The request => Please rewrite the data from the line with "Practice step: put one dot on every instance of the shoulder" through the end, changing "red fabric drape" to "red cloth drape" and leaving everything else as it is.

Point annotation dataset records:

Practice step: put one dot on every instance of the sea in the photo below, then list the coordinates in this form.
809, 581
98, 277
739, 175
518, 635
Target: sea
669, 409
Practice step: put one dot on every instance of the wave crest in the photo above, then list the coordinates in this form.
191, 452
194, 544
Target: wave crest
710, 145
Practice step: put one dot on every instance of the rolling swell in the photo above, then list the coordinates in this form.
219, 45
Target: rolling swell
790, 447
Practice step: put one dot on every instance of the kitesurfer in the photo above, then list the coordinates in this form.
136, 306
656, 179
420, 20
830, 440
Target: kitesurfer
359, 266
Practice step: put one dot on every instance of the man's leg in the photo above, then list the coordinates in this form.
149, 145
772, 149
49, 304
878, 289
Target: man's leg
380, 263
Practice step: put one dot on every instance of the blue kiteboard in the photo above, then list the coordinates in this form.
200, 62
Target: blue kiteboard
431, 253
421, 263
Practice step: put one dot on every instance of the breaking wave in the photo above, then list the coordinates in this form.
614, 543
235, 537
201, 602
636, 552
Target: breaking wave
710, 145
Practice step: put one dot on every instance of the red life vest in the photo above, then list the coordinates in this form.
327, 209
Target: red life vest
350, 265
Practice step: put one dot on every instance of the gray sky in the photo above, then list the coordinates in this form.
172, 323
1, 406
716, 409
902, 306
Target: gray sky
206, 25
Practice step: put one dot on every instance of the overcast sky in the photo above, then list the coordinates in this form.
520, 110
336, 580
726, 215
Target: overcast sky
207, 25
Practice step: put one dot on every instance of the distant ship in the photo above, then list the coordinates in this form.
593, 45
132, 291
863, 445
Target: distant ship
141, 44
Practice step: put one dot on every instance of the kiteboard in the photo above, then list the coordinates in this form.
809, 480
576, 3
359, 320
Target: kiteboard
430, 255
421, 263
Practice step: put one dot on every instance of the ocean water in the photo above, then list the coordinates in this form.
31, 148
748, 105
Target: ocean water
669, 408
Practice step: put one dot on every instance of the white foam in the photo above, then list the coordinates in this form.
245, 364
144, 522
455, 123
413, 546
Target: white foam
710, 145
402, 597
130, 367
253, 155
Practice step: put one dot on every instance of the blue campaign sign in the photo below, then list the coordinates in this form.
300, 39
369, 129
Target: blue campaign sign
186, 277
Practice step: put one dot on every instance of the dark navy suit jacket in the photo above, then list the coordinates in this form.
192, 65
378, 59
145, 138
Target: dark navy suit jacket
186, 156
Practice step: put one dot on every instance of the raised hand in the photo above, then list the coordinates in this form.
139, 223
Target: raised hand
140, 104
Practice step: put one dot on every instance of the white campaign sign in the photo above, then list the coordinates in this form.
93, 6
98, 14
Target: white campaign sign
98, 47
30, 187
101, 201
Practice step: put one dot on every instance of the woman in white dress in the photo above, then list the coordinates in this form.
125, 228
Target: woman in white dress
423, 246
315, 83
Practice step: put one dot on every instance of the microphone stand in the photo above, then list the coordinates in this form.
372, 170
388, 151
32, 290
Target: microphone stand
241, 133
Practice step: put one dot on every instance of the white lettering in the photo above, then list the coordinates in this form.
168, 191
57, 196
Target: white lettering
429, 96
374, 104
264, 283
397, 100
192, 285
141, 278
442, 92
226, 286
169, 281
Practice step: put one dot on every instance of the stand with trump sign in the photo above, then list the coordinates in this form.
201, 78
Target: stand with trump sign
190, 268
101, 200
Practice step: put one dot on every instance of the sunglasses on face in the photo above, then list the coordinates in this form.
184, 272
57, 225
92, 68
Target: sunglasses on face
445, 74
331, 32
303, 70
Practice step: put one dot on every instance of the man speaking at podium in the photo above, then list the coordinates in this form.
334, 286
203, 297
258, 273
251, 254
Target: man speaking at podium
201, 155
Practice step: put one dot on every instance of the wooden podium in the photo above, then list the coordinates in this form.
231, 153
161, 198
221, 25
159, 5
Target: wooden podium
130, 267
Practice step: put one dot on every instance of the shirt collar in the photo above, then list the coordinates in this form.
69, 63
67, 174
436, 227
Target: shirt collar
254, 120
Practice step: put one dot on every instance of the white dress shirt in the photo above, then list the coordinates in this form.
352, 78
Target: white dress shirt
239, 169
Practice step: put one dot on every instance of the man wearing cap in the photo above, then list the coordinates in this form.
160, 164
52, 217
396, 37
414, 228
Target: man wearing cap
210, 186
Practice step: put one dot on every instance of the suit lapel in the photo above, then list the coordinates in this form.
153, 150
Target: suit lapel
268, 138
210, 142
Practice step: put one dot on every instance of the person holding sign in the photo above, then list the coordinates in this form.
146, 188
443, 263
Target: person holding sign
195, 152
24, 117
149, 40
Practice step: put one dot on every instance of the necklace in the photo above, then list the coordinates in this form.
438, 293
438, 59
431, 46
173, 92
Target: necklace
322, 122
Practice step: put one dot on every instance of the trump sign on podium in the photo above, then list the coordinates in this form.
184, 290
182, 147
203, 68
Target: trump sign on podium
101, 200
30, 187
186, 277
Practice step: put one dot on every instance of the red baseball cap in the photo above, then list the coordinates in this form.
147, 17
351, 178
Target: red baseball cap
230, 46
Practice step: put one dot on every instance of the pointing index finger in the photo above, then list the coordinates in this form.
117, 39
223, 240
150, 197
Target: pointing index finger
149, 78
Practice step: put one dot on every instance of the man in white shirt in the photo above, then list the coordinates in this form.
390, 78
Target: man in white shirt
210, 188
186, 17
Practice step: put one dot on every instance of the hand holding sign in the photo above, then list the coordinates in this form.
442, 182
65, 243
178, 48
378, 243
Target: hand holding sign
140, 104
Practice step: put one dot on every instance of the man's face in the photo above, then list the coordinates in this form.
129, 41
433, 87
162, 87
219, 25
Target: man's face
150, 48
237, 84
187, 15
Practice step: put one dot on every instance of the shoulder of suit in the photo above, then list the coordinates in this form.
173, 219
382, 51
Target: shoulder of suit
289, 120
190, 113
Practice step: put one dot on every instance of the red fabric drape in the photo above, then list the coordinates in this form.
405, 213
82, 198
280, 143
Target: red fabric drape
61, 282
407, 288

Written answer =>
Practice step: put one dot on every instance of the shoulder of suit in the photo above, then list the coordinates in this form.
173, 219
382, 51
Target: shoulder of suit
289, 120
190, 113
Practice step: put one dot on every instance of the red cloth drape in the photo above, then list the coordinates in this form.
405, 213
82, 198
280, 143
Target: red cloth drape
61, 282
407, 288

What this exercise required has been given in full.